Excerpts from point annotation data
* BEGIN *
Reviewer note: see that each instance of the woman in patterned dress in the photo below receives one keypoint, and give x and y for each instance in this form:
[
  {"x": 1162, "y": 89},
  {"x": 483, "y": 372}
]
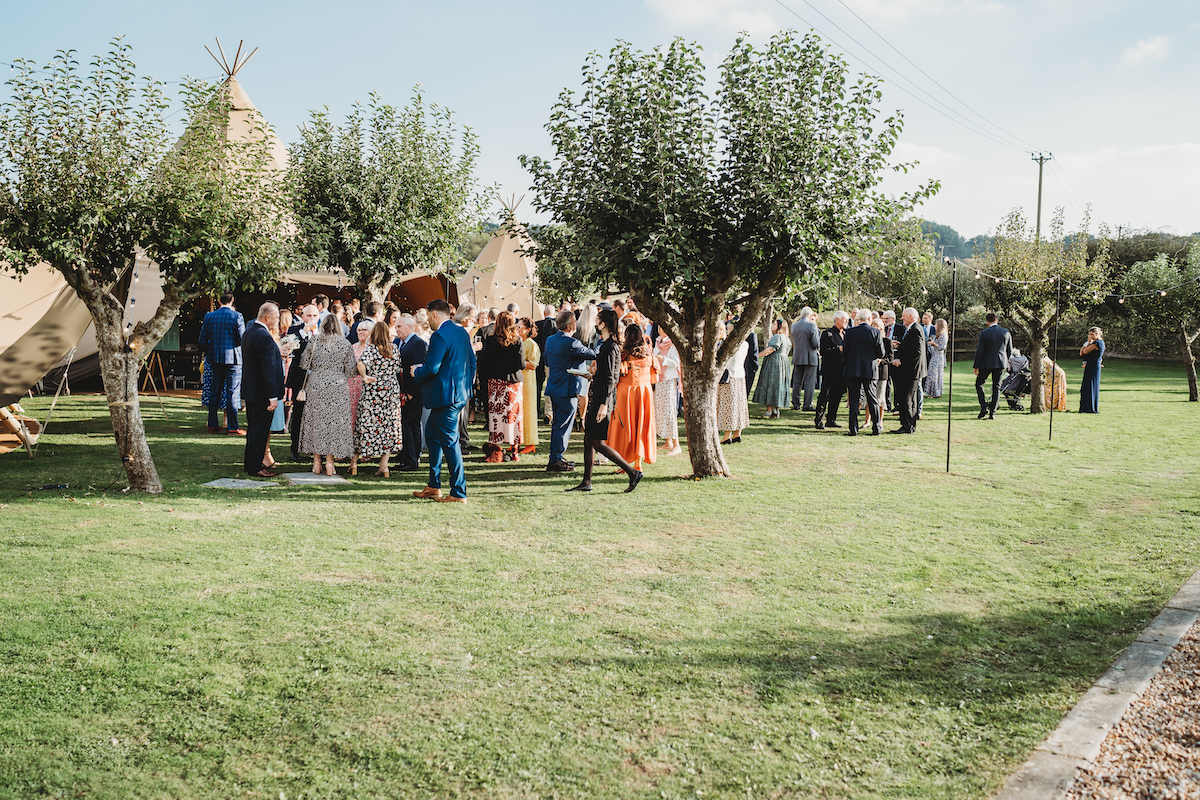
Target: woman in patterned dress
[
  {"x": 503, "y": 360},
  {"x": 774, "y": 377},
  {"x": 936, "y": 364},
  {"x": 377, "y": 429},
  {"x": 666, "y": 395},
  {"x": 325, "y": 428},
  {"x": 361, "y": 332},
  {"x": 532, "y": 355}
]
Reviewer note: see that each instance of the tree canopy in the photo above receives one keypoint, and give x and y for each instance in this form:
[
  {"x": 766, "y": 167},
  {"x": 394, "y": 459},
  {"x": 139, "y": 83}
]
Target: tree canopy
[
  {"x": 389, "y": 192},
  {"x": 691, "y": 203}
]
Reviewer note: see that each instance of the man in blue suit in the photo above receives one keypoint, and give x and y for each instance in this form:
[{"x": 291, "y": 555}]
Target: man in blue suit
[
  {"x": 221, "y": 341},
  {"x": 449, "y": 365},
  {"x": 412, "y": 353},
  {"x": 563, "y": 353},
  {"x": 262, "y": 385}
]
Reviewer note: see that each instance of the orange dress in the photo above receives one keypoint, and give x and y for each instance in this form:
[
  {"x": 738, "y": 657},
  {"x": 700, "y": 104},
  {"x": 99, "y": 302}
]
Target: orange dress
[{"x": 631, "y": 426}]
* END *
* BEGIN *
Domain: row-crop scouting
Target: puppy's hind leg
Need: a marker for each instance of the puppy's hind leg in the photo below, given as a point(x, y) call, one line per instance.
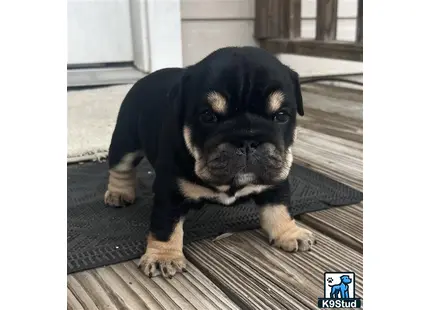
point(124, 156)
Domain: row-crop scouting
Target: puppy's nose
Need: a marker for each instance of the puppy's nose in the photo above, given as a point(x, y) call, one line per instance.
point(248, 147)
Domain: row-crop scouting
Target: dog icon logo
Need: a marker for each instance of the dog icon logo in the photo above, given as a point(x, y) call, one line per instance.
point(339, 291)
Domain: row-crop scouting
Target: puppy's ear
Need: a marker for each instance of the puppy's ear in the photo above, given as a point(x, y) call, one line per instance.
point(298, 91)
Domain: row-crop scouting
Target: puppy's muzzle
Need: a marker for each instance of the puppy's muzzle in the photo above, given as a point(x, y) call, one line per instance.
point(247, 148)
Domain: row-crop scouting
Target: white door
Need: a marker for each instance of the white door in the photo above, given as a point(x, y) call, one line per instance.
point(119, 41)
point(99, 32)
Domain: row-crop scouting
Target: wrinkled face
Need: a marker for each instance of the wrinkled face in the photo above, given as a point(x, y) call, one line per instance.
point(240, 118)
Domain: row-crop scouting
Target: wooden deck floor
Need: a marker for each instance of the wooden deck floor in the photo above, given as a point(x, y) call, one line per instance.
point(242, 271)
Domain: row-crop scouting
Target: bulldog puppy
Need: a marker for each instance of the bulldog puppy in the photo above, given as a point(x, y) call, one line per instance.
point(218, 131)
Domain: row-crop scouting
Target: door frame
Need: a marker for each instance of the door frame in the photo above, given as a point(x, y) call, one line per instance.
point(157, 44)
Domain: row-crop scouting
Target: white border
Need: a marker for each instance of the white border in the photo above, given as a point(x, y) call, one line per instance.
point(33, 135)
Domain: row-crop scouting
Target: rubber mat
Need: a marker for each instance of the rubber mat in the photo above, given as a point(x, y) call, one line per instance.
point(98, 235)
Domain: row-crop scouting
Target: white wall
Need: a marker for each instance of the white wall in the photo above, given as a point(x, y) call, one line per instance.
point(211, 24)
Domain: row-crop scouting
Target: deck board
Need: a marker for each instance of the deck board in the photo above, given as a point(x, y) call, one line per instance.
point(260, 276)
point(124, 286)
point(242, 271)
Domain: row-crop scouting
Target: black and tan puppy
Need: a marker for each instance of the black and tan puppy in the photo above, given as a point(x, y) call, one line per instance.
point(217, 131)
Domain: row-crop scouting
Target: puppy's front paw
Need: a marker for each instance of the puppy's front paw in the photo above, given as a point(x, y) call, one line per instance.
* END *
## Exercise requirements
Locate each line in the records above that contains the string "logo" and copy those lines out. Only matches with the same uppercase and lowercase letters count.

## Correct response
Target: dog icon logo
Need: a marker for each instance of the dog icon logo in the photo above, given as a point(x, y) call, one line per instance.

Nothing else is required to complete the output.